Excerpts of location labeling listing
****************

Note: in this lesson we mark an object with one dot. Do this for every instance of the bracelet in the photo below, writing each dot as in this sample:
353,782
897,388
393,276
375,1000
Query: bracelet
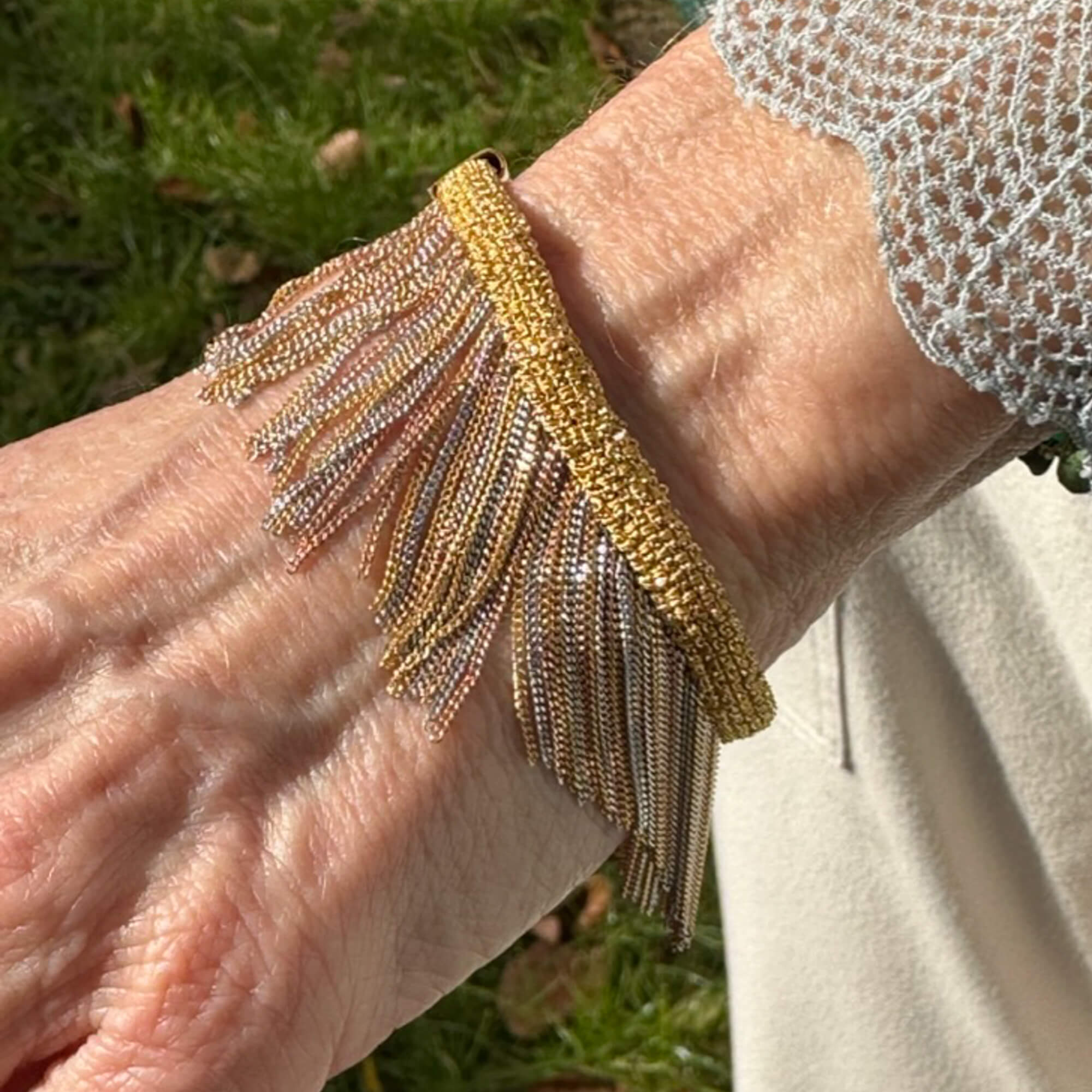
447,398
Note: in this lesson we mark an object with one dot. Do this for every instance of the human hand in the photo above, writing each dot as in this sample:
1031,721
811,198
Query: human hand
228,859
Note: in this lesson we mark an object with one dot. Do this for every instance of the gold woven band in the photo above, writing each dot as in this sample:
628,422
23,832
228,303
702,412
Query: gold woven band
627,496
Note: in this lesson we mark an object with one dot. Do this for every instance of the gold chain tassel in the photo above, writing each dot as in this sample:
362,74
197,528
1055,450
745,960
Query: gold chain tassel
447,398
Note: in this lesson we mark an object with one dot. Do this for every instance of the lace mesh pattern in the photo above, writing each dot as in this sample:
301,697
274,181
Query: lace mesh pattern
975,121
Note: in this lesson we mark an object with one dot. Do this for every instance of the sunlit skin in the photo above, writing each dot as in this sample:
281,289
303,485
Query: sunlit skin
228,860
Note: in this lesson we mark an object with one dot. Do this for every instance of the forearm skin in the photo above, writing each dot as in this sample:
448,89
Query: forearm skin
211,815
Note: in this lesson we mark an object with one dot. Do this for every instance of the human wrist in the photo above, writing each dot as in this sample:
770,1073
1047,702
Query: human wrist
722,270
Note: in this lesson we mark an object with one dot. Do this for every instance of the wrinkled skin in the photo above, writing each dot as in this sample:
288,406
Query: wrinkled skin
229,861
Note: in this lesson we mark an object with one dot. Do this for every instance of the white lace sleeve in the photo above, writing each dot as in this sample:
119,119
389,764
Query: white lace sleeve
976,121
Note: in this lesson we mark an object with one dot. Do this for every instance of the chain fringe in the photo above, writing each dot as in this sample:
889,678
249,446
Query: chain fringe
413,417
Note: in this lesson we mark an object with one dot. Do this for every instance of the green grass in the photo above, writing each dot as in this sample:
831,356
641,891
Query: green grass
104,293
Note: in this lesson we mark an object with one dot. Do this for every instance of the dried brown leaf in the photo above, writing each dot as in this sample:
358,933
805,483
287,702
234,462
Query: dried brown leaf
607,53
334,61
599,897
129,114
549,929
544,983
231,265
342,152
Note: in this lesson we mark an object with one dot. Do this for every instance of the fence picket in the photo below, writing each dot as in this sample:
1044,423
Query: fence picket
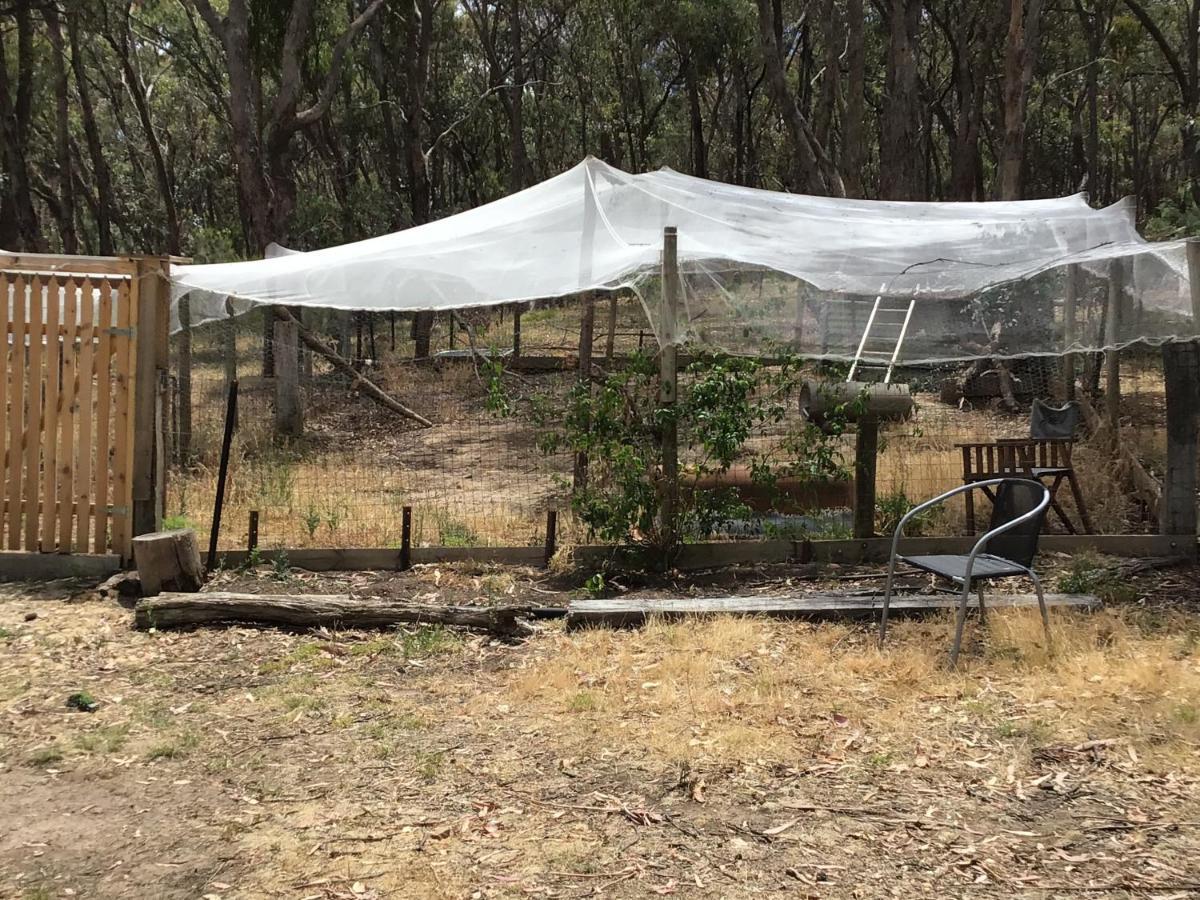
83,468
36,325
66,414
51,424
6,287
16,412
103,364
123,499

****************

#### Task instructions:
Please write out the listing again, beginning at the line that has "of the white" and stopping after its final line, keeping the requests and raising every number in the answer coordinates by 16 while leaving the requests and their sample coordinates unchanged. Leave the pictures out of your answer.

#### The completed task:
Note: in this lesson we mark an object with one dot. Do this for every instance of the white lace sleeve in the photo above, writing each dot as in this sample:
119,119
389,764
Query: white lace sleeve
992,137
Note: in this lesson we mark an object with one dot. Do this for every instance of the chain fringe in the photo above, writing each dot as in this sample:
889,678
249,446
Query: chain fringe
429,433
Note: in this lesson we mark an object with one dot. Do this for every instance of the green grass in the photo above, writing each dot as in this sample:
831,356
641,891
Query: green grass
120,309
Note: in this lesson we mark an object with one dot. Do this for every instance of the dried brown leaf in the photo above, writing each dot as in this sample:
358,933
805,483
287,702
234,462
Query: dried brown leaf
623,69
350,77
615,913
145,130
565,945
560,999
247,281
358,168
Note: in this lesson we mark an object with one dot. Do this for every instance of the fence picket in the photo below, writing each dot as in this sample:
1044,423
Query: fence picket
99,484
52,341
82,430
67,440
22,303
32,428
119,380
139,515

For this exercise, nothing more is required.